* [Task to carry out]: Locate "Labeling batch C. For the image above, tag the green tree" in the listing below, then output the line holding it and every line after it, exactly and with nothing else.

* [Recorded data]:
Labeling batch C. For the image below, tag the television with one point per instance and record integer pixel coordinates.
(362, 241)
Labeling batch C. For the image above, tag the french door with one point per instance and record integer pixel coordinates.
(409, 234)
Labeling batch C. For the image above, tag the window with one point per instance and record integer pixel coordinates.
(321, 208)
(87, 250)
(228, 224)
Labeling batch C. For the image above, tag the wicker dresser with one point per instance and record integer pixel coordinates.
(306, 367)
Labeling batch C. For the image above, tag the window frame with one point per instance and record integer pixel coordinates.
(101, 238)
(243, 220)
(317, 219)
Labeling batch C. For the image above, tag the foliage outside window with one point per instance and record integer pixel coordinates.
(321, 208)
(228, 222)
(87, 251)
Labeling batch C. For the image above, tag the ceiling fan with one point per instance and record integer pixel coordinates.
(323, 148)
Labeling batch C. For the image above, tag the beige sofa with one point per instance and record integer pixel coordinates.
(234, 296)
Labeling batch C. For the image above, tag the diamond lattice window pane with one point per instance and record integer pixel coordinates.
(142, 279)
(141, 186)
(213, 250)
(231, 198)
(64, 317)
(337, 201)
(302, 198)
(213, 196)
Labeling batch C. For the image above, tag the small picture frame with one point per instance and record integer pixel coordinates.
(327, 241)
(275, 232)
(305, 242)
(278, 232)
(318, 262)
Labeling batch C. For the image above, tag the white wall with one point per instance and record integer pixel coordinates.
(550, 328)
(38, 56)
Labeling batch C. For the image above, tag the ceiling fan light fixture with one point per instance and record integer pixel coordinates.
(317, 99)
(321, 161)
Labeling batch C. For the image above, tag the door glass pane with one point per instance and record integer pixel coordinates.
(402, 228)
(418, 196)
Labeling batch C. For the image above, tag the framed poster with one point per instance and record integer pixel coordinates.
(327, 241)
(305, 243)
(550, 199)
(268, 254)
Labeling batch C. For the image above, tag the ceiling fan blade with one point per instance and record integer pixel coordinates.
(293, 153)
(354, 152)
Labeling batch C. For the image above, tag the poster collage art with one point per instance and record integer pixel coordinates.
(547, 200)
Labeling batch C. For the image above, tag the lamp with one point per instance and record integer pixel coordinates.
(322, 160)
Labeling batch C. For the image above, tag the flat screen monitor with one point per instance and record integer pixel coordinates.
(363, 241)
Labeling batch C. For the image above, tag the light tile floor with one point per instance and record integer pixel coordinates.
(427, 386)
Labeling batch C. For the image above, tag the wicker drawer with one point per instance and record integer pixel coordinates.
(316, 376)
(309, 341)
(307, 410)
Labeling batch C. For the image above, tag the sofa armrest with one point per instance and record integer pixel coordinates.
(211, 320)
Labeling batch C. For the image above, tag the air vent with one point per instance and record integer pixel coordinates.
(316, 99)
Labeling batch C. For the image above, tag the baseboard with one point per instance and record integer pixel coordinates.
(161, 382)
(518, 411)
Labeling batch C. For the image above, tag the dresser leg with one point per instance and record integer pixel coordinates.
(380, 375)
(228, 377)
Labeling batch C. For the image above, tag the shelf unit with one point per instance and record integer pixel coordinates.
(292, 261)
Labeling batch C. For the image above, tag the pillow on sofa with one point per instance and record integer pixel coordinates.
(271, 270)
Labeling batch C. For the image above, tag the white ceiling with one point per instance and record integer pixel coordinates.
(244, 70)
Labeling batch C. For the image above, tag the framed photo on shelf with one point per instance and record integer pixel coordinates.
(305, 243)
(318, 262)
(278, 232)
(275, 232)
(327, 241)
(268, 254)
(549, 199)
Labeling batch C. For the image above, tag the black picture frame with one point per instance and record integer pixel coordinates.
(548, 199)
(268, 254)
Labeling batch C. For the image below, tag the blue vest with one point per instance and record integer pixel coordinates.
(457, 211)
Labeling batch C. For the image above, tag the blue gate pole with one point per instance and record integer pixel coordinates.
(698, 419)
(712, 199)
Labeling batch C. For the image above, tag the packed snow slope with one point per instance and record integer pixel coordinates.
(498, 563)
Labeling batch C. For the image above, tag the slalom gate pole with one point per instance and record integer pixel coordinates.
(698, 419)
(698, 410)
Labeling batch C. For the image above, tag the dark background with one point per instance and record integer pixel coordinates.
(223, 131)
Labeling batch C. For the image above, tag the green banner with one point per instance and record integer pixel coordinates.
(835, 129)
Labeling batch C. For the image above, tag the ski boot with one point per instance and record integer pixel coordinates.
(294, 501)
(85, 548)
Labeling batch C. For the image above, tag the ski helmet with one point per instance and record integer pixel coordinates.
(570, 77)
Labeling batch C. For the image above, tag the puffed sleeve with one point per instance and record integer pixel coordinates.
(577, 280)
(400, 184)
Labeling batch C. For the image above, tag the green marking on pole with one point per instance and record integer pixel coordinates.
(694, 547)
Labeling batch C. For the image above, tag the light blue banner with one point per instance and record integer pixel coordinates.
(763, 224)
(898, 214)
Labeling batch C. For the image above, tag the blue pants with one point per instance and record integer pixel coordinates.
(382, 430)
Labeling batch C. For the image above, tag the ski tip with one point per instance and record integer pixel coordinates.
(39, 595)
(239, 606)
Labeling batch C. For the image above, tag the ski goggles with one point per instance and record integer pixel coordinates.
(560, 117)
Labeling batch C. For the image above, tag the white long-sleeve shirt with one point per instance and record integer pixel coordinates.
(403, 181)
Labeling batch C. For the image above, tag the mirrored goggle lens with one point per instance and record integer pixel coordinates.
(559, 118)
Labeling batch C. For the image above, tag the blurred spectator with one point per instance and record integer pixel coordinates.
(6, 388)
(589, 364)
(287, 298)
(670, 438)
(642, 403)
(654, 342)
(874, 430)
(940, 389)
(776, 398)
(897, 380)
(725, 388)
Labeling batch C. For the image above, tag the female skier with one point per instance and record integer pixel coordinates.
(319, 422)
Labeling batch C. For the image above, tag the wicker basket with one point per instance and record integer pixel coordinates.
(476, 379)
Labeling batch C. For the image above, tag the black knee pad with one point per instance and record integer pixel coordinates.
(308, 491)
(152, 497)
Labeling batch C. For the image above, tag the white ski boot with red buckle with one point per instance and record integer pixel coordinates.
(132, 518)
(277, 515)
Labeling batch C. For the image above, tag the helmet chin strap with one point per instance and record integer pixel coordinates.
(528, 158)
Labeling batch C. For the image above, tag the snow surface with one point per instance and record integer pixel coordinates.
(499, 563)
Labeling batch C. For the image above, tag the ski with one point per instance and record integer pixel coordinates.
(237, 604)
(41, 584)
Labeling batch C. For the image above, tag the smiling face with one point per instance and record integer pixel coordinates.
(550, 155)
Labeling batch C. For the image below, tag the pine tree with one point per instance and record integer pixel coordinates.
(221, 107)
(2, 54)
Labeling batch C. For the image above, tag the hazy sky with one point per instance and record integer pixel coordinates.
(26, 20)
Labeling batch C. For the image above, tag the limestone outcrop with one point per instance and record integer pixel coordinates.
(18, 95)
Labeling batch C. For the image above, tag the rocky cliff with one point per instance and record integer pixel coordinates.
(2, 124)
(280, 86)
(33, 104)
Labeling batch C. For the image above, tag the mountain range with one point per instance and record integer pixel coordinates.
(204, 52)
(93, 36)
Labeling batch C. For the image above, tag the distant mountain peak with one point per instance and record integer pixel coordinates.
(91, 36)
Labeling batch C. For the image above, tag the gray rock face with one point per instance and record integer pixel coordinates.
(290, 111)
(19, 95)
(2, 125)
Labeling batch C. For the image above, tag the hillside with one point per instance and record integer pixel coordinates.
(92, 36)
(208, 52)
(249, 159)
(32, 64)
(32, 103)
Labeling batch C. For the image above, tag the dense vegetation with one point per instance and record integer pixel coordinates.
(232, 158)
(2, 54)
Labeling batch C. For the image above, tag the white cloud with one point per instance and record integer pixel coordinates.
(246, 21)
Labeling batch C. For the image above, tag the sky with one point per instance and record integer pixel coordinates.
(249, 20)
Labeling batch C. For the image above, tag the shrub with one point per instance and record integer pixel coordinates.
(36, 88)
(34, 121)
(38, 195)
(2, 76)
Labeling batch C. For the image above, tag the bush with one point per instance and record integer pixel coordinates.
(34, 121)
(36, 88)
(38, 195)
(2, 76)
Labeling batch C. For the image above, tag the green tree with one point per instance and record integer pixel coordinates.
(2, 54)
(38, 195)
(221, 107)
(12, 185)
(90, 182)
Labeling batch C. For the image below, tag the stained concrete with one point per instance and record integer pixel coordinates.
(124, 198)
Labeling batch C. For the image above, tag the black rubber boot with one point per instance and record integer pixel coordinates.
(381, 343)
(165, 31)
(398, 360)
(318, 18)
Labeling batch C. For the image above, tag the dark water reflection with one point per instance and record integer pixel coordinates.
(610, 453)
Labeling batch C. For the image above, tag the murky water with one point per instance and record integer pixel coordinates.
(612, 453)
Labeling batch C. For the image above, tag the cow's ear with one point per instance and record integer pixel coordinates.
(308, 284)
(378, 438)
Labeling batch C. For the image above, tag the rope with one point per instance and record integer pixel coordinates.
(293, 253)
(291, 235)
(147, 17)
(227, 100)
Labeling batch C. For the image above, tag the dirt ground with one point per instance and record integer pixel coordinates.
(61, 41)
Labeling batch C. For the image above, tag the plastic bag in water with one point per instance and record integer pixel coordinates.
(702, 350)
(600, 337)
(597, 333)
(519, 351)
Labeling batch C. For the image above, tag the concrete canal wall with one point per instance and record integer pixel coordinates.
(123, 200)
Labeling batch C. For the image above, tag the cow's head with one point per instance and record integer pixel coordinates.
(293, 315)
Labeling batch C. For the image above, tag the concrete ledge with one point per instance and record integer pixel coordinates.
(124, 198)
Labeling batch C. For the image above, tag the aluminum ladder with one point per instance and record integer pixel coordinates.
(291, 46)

* [Result]:
Labeling batch C. For the image above, tag the green tree with one point per instance and record integer pixel coordinates.
(2, 54)
(38, 195)
(221, 107)
(12, 185)
(90, 182)
Labeling batch C. For the image below, tag the stained concrete with one point per instance and record integer pixel coordinates.
(124, 198)
Labeling batch C. For the image above, tag the black rubber boot with one point per instance and record integer pixel coordinates.
(381, 343)
(165, 31)
(398, 360)
(318, 18)
Labeling batch C. For the image above, tag the dark water reflection with one point per instance and record integer pixel coordinates.
(610, 453)
Labeling batch C. For the image above, tag the murky water with one point per instance and record integer pixel coordinates.
(612, 453)
Labeling batch C. For the image above, tag the cow's ear with one point per instance and record integer pixel coordinates.
(308, 284)
(378, 438)
Labeling batch C. For the image above, tag the rope with one point per instance and record integer pixel coordinates.
(293, 253)
(291, 235)
(147, 17)
(227, 100)
Labeling batch C. For the image above, tag the dirt ground with one point per instance and record integer pixel coordinates.
(61, 41)
Labeling batch C. For the image above, tag the plastic bag in water with one point per instance and record integer pixel coordinates.
(702, 350)
(600, 337)
(597, 333)
(519, 351)
Labeling batch C. For the image above, tag the concrete canal wall with one point per instance and record integer pixel coordinates.
(123, 200)
Labeling batch C. For the image above, tag the cow's head with one point per instance and record integer pixel coordinates.
(293, 315)
Labeling batch C. For the image above, tag the concrete ledge with one point per instance and record integer pixel coordinates.
(124, 198)
Labeling batch C. For the image above, tag the aluminum ladder with one point per instance and record integer pixel coordinates.
(291, 46)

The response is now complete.